Excerpted text:
▶

President Yoweri Museveni of Uganda has ordered that gorilla and chimp tracking activities remain close while the world tries to contain the Coronavirus pandemic. President Museveni cited the easy transmission of diseases between man and primates, saying “We do not want the virus to spread to our relatives.”
The President stated this during the 14th presidential address to the nation on the COVID-19 situation which has led to a lockdown of the country since March 21, 2020.
Therefore, the Impenetrable Bwindi National Park for the Mountain Gorillas and Kibale Forest for chimpanzees are to remain shut.
Also remaining closed are the rest of the country’s national parks including The Uganda Wildlife Education Centre in Entebbe and Jane Goodall Chimpanzee Sanctuary on Ngamba Island (which sadly has also been affected by a recent rise in water levels on Lake Victoria). Both have had to appeal for funds to feed their animals due to a lack of revenues from entrance collections.
President Museveni acknowledged that Ugandans living abroad were spending US$1.3 billion per annum – more than US$416 million in foreign earnings from coffee, but less than US$1.6 billion from tourism.
“International borders and airports remain closed to avoid the importation of new cases,” he added.
This is in contrast to a statement by neighboring Tanzania’s President John Pombe Magufuli welcoming tourists to the country.
Generally, the tourism sector led by the trade associations including the Association of Uganda Tour Operators (AUTO), Uganda Safari Guides Association (USAGA), and Uganda Hotel Owners Association (UHOA) under their apex body Uganda Tourism Association (UTA) have been the most-affected sector and have continued to engage in dialogue through Zoom and Facebook conferencing moderated most recently by the Uganda Tourism Board (UTB) and industry experts in order to come up with a “white paper.”
With business grinding to a halt, they are seeking assistance from government and donor agencies to support their employees and rent in arrears; rescheduling of loans mainly taken by hotels and lodges marketing; and to create a “Tourism Fund” for micro-credit, loans, social security, and tax benefits for sustainable business operations.
It seems the animals have noticed the absence of tourists since the lockdown. At the Rhino Sanctuary, the rhinos are now congregating at the park headquarters in groups. There are nights where over 15 rhino are in one area of the sanctuary headquarters. By the early morning, they all leave again to go back to the bush, it was said in a facebook post from Rhino Fund Uganda.
Although the mountain gorillas often wander out of the forest into the communities and lodges, their visits seem to portray a reversal of roles.

◀

Explore the material:
A) Answer these questions using the article on Uganda's park closures:
(i) Since what date has the country been in lockdown?
(ii) Which park is named for the mountain gorillas?
(iii) How many rhinos have been in one area of the sanctuary headquarters on some nights?
B) Retype the part of the article on Uganda's park closures from "With business grinding" to "reversal of roles.".

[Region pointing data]

▶

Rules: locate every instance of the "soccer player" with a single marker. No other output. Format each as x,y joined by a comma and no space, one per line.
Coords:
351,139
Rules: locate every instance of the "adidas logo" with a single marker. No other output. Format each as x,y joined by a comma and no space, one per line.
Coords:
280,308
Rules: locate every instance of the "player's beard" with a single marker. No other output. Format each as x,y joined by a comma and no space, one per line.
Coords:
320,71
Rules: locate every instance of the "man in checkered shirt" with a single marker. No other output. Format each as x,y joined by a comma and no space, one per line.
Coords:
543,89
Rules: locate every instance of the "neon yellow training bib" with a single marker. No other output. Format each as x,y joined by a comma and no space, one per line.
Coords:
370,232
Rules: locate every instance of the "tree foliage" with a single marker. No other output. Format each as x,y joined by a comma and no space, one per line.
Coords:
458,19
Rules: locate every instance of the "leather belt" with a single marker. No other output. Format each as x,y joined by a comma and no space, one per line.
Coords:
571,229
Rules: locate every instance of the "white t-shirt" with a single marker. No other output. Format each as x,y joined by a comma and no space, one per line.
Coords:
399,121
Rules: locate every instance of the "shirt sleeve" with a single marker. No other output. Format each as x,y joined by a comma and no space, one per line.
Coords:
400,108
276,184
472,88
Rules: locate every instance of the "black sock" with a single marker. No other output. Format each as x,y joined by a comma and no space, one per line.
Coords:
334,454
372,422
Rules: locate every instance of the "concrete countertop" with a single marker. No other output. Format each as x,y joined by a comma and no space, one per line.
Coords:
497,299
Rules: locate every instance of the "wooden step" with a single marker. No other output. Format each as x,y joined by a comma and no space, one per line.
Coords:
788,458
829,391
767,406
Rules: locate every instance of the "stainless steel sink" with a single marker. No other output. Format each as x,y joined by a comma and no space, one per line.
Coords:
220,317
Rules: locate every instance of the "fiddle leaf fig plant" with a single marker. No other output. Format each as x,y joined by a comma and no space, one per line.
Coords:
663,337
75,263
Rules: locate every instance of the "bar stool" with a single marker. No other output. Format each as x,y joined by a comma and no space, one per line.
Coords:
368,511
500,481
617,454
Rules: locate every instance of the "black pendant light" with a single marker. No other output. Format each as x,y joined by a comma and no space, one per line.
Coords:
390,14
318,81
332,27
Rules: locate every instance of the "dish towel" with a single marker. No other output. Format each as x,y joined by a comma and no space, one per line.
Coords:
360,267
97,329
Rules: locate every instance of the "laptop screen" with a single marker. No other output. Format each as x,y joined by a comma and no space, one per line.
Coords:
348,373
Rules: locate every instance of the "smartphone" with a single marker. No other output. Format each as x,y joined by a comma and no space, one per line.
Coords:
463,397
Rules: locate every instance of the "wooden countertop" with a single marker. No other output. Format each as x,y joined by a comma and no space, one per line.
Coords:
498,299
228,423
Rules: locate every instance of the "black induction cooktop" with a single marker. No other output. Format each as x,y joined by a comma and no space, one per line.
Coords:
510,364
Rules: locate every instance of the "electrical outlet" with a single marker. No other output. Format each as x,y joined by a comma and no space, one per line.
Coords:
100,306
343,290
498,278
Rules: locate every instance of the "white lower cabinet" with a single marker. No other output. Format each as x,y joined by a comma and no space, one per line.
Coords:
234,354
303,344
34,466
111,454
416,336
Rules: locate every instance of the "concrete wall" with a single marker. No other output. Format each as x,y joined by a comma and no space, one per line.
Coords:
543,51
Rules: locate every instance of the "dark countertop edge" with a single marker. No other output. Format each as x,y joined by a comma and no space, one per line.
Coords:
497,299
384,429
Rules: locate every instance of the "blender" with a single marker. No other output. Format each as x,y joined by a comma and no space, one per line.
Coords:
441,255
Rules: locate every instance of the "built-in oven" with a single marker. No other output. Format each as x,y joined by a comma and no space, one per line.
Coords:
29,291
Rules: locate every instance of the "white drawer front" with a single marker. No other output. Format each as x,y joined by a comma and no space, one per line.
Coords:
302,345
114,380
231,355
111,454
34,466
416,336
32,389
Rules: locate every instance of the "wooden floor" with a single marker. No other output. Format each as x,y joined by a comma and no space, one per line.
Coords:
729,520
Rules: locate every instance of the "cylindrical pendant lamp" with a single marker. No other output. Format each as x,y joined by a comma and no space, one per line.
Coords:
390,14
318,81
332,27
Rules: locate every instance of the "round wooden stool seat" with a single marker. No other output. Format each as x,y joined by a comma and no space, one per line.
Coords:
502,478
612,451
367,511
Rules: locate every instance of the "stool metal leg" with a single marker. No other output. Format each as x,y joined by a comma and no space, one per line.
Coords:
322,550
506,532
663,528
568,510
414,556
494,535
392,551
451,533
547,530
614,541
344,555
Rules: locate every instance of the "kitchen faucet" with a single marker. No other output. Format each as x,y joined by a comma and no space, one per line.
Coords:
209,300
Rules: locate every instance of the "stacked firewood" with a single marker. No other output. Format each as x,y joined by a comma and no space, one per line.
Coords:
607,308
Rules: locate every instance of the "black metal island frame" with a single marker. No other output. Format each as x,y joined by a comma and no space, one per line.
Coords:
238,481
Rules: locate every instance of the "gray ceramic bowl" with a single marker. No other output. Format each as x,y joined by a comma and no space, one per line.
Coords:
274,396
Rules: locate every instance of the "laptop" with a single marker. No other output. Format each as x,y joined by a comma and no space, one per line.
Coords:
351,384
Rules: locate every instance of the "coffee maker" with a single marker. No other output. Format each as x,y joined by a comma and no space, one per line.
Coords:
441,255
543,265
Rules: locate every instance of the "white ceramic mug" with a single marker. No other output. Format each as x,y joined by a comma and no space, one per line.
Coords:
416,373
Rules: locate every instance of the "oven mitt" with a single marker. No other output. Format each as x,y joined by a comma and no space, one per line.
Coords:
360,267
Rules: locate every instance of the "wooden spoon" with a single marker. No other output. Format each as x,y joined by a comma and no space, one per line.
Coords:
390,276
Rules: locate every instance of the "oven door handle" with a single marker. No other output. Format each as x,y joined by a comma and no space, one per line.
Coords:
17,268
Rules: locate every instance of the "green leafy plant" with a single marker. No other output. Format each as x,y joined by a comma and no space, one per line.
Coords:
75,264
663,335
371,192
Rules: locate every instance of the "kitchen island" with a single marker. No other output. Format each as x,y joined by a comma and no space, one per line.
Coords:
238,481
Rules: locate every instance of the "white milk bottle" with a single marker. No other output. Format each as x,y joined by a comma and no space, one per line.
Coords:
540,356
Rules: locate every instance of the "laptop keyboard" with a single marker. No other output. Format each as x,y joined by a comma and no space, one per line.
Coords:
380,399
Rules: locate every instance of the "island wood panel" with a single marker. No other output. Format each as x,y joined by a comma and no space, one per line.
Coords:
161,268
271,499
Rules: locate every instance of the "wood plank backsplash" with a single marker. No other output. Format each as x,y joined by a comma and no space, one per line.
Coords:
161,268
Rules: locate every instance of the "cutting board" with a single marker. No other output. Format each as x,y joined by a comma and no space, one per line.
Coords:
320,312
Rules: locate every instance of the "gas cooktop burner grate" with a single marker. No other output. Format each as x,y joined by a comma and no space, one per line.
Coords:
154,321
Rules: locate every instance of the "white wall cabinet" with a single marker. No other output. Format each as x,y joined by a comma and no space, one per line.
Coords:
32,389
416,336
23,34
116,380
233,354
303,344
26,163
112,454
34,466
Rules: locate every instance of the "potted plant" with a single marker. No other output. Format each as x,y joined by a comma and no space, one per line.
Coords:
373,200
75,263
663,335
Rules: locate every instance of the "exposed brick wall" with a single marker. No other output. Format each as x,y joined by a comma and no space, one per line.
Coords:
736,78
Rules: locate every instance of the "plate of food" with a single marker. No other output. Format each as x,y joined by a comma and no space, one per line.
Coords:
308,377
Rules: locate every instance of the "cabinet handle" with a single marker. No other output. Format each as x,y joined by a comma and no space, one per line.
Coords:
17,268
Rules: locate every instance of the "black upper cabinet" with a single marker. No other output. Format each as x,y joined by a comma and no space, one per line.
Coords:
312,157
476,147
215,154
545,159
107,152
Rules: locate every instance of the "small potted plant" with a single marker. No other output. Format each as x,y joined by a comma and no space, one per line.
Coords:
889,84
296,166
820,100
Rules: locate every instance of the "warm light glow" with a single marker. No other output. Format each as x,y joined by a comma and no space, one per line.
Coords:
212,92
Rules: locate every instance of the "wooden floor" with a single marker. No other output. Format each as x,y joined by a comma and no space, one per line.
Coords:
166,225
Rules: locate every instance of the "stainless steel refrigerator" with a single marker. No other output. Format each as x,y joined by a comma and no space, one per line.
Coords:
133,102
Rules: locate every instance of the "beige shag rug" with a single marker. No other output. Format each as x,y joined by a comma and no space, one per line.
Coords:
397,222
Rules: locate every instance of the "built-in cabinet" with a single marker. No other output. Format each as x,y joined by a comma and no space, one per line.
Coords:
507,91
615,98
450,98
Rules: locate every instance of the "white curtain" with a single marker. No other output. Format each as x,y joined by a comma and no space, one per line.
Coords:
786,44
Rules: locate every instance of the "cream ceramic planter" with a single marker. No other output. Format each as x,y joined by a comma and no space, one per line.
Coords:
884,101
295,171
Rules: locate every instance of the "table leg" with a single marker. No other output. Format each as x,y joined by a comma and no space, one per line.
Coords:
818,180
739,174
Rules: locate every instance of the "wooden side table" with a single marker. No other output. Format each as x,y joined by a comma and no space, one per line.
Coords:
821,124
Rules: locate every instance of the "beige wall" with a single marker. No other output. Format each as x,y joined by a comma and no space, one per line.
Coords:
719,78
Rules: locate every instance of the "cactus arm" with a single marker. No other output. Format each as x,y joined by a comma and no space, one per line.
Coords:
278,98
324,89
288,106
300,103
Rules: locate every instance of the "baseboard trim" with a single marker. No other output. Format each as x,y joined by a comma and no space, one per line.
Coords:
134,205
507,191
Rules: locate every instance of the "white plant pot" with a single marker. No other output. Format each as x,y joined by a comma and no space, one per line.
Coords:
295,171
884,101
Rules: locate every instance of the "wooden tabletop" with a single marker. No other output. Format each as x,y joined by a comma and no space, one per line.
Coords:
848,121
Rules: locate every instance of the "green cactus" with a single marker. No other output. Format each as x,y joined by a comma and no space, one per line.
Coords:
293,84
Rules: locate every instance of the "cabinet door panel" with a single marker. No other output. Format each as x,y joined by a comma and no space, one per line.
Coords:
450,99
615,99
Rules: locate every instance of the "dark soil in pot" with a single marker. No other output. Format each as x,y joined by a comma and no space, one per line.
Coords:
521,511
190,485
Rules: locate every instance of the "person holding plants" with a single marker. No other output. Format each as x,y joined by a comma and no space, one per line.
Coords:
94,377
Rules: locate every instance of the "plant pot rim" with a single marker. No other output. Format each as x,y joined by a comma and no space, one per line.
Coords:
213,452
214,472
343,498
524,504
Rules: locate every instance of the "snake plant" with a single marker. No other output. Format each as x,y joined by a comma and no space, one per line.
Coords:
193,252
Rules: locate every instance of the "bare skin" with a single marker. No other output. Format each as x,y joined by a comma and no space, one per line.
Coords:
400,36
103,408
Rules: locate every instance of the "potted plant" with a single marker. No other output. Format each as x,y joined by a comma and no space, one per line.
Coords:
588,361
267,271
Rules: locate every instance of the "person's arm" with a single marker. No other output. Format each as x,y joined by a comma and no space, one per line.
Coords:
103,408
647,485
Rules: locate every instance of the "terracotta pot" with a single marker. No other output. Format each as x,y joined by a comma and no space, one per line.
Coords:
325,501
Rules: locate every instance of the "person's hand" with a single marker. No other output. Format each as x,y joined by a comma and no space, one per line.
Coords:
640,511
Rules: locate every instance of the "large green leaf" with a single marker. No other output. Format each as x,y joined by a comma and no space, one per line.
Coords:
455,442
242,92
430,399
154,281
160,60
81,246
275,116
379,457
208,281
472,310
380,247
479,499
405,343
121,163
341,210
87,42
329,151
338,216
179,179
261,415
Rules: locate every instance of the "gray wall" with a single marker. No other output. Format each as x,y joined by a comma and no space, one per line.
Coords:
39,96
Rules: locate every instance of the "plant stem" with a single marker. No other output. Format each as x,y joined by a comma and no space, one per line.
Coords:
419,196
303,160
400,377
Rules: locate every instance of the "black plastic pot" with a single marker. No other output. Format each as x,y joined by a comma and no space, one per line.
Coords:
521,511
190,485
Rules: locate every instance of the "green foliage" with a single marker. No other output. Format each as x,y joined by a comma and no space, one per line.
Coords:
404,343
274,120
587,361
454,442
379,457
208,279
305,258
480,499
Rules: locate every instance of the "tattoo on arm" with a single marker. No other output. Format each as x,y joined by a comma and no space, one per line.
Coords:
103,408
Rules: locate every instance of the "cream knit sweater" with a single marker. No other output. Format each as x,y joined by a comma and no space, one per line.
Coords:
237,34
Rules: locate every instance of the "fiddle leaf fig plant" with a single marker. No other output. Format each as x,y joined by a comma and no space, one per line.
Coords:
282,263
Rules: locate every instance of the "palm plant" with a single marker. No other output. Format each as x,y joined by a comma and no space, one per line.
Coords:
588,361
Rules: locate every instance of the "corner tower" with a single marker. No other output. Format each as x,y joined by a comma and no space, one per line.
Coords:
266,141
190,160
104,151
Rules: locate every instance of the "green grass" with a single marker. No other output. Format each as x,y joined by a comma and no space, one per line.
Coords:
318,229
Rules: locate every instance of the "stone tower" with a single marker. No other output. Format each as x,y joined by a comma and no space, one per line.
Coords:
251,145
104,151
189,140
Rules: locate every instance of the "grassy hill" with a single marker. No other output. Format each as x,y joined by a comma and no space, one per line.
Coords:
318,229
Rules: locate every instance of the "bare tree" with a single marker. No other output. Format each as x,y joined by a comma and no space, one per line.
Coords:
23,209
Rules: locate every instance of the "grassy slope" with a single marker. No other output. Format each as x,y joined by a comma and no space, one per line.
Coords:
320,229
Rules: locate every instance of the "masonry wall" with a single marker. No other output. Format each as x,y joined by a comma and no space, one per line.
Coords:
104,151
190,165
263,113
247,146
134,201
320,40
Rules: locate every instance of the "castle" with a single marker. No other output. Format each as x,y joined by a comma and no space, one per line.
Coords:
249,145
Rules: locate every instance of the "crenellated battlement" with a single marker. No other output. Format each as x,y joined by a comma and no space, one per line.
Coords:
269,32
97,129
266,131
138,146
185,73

◀

Response list:
A)
(i) March 21, 2020
(ii) The Impenetrable Bwindi National Park
(iii) Over 15

B)
With business grinding to a halt, they are seeking assistance from government and donor agencies to support their employees and rent in arrears; rescheduling of loans mainly taken by hotels and lodges marketing; and to create a “Tourism Fund” for micro-credit, loans, social security, and tax benefits for sustainable business operations.
It seems the animals have noticed the absence of tourists since the lockdown. At the Rhino Sanctuary, the rhinos are now congregating at the park headquarters in groups. There are nights where over 15 rhino are in one area of the sanctuary headquarters. By the early morning, they all leave again to go back to the bush, it was said in a facebook post from Rhino Fund Uganda.
Although the mountain gorillas often wander out of the forest into the communities and lodges, their visits seem to portray a reversal of roles.